Source records:
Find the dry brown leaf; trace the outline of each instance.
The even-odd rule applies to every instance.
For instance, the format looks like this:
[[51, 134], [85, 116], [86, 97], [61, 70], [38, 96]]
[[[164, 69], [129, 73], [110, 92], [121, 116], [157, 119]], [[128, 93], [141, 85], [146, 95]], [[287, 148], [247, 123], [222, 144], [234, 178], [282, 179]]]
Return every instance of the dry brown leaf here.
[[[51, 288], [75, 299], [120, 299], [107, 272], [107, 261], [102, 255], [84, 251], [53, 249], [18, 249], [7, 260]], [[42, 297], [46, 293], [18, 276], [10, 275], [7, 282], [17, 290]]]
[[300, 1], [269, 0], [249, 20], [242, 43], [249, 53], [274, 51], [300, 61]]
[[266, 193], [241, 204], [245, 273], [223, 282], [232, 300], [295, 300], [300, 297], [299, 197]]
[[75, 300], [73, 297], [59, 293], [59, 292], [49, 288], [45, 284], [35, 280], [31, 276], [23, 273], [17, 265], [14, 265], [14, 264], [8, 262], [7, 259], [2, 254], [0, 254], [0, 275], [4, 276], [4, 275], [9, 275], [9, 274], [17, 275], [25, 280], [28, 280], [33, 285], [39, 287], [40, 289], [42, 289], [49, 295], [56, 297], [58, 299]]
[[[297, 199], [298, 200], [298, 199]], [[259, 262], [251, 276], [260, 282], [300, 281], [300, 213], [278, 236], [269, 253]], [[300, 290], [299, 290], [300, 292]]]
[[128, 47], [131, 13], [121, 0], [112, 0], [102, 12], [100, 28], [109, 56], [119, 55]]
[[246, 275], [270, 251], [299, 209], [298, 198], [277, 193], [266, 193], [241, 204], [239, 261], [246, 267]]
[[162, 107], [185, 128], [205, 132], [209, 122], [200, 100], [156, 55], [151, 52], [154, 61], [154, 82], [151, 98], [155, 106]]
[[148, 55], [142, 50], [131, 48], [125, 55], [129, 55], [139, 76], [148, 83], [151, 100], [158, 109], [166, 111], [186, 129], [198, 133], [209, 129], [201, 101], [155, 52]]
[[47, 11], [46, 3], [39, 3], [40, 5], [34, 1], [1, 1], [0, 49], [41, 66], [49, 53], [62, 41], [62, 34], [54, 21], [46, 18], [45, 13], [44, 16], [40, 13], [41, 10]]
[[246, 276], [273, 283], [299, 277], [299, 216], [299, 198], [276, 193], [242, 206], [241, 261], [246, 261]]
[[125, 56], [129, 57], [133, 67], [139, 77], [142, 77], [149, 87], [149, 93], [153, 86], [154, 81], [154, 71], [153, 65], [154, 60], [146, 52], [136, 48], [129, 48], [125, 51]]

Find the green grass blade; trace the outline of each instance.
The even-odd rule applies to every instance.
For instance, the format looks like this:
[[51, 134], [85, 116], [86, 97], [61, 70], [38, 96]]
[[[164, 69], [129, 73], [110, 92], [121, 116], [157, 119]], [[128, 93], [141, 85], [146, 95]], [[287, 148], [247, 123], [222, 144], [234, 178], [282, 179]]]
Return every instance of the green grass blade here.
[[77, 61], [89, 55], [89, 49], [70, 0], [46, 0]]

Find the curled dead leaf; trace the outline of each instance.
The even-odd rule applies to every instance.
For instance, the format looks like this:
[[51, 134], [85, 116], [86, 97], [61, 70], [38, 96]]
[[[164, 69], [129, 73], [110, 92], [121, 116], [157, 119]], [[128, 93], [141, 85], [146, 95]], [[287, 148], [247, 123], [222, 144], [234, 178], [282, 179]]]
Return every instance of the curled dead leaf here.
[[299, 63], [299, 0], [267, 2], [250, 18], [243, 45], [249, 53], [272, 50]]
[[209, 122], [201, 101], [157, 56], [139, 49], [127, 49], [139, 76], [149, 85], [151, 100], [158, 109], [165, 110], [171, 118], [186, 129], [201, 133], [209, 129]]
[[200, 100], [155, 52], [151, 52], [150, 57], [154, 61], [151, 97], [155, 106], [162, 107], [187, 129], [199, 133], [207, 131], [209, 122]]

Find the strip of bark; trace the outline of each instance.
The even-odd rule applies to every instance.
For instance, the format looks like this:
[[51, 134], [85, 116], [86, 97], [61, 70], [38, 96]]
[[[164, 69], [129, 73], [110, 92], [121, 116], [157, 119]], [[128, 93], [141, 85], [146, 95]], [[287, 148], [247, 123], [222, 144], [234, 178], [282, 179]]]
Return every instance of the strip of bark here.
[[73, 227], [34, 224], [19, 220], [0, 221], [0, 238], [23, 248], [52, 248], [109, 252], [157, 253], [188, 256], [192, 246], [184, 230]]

* [Aim of the task]: The data should be copied out in full, exactly as it reads.

* [Answer box]:
Find the dry brown leaf; trace the outline of each instance.
The even-odd rule applies to every instance.
For instance, the format looks like this:
[[51, 134], [85, 116], [86, 97], [61, 70], [38, 96]]
[[[164, 69], [129, 73], [110, 92], [121, 116], [157, 119]], [[128, 93], [141, 85], [146, 95]], [[287, 148], [247, 123], [222, 144], [234, 178], [282, 179]]]
Return every instance of the dry brown leaf here.
[[[51, 288], [75, 299], [120, 299], [107, 272], [107, 261], [102, 255], [84, 251], [53, 249], [18, 249], [7, 260]], [[42, 297], [46, 293], [18, 276], [10, 275], [7, 282], [17, 290]]]
[[300, 1], [269, 0], [249, 20], [242, 43], [249, 53], [274, 51], [300, 61]]
[[266, 193], [241, 204], [245, 273], [223, 282], [232, 300], [295, 300], [300, 297], [299, 197]]
[[75, 300], [73, 297], [59, 293], [59, 292], [49, 288], [45, 284], [35, 280], [31, 276], [23, 273], [17, 265], [14, 265], [14, 264], [8, 262], [7, 259], [2, 254], [0, 254], [0, 275], [4, 276], [4, 275], [9, 275], [9, 274], [17, 275], [25, 280], [28, 280], [33, 285], [39, 287], [40, 289], [42, 289], [49, 295], [56, 297], [58, 299]]
[[[297, 199], [298, 200], [298, 199]], [[259, 262], [251, 276], [260, 282], [300, 281], [300, 213], [278, 236], [269, 253]], [[300, 290], [299, 290], [300, 292]]]
[[128, 47], [131, 13], [121, 0], [112, 0], [102, 12], [100, 28], [109, 56], [119, 55]]
[[246, 275], [270, 251], [299, 209], [298, 198], [277, 193], [266, 193], [241, 204], [239, 261], [246, 267]]
[[162, 107], [185, 128], [205, 132], [209, 122], [200, 100], [156, 55], [151, 52], [154, 61], [154, 82], [151, 98], [155, 106]]
[[148, 55], [142, 50], [131, 48], [125, 55], [129, 55], [139, 76], [148, 83], [151, 100], [158, 109], [166, 111], [186, 129], [198, 133], [209, 129], [201, 101], [155, 52]]
[[47, 11], [46, 3], [39, 3], [40, 5], [34, 1], [1, 1], [0, 49], [41, 66], [49, 53], [62, 41], [62, 34], [54, 21], [46, 18], [45, 13], [44, 16], [40, 13], [41, 10]]
[[246, 276], [273, 283], [299, 277], [299, 216], [299, 198], [276, 193], [242, 206], [241, 261], [246, 261]]
[[125, 56], [129, 57], [133, 67], [139, 77], [142, 77], [149, 87], [149, 93], [153, 86], [154, 81], [154, 71], [153, 65], [154, 60], [146, 52], [136, 48], [129, 48], [125, 51]]

Find the green grass blade; trace the outline of each instance.
The even-odd rule applies to every instance.
For instance, the format looks like this:
[[51, 134], [85, 116], [86, 97], [61, 70], [38, 96]]
[[[164, 69], [129, 73], [110, 92], [121, 116], [157, 119]], [[128, 93], [141, 85], [146, 95]], [[287, 148], [247, 123], [222, 144], [234, 178], [282, 179]]]
Return every instance of the green grass blade here.
[[77, 61], [89, 55], [89, 49], [70, 0], [46, 0]]

Find the curled dead leaf; trace the outline of each instance.
The even-odd rule applies to every instance.
For instance, the format looks like this:
[[51, 134], [85, 116], [86, 97], [61, 70], [38, 96]]
[[[164, 69], [129, 73], [110, 92], [121, 116], [157, 119]], [[128, 93], [141, 85], [146, 95]], [[287, 148], [247, 123], [222, 144], [234, 178], [282, 179]]]
Return every instance of the curled dead leaf here.
[[299, 63], [299, 0], [267, 2], [250, 18], [243, 45], [249, 53], [272, 50]]
[[209, 122], [201, 101], [157, 56], [139, 49], [127, 49], [139, 76], [149, 85], [151, 100], [158, 109], [165, 110], [171, 118], [186, 129], [201, 133], [209, 129]]
[[200, 100], [155, 52], [151, 52], [150, 57], [154, 61], [151, 97], [155, 106], [162, 107], [187, 129], [199, 133], [207, 131], [209, 122]]

Find the strip of bark; trace the outline of each instance.
The even-odd rule applies to every instance.
For instance, the format looks like this:
[[51, 134], [85, 116], [86, 97], [61, 70], [38, 96]]
[[[164, 69], [129, 73], [110, 92], [121, 116], [157, 119]], [[128, 93], [141, 85], [146, 95]], [[287, 148], [247, 123], [222, 144], [234, 178], [282, 179]]]
Return every instance of the strip of bark here.
[[73, 227], [34, 224], [19, 220], [0, 221], [0, 238], [23, 248], [52, 248], [109, 252], [157, 253], [188, 256], [192, 246], [184, 230]]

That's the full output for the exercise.